### DOCUMENT EXCERPT
+===+

A unicorn keychain gives Dreamer a vision that leads them to an Amertek facility, but J’onn says Brainy’s odds for successfully Wookiee prisoner gag-ing their way in are too risky. But when he flies off to survey the scene and the young’uns spot the keychain girl, they move in on their own, with Brainy’s image inducer making him look like Lockwood.

And let me tell you, friends, what follows is an amazing 60 seconds of television as Sam Witwer delightfully channels Jesse Rath’s Brainy trying to be Lockwood. It’s *chef’s kiss* perfection. And the Children of Liberty bust them immediately, of course, because Ben Lockwood’s a lot of things, but robotic he is not.

Time for a little light torture. At first, Brainy begs them to spare Dreamer, but the harsher the treatment gets, the more affected he is. Then he starts glitching—and I use that word intentionally. As he tells his captors, he’s from a race of synthetic beings who are time and space travelers with ancestral memories. And those ancestors were very bad people: conquerers and collectors. He laughs and cries, and the lights on forehead flicker and flash.

Then he announces that they rebooted him to be more like his emotionless ancestors. “And that was a calamitous mistake,” he warns before he effortlessly takes out a roomful of guards, smoothing his hair, and collecting his Legion ring.

In a voice several shades deeper and more dispassionate than we’ve come to know, he explains to J’onn, who snuck in disguised as Eve, that Nia could be useful to his plans. He enters her cell and kneels in front of her. She’s clearly expecting that love declaration, but instead, he locks her back up and informs her that she’s to walk through the portal with the other aliens. Then she can astral project and they can liberate the camp.

+===+

### RECORDED DATA
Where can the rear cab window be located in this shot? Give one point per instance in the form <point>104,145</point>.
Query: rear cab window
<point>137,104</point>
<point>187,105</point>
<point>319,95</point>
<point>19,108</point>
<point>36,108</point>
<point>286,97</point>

+===+

### TASK REQUIREMENTS
Please say what Brainy collects after taking out a roomful of guards in the episode recap.

### OUTPUT FOR THIS TASK
His Legion ring.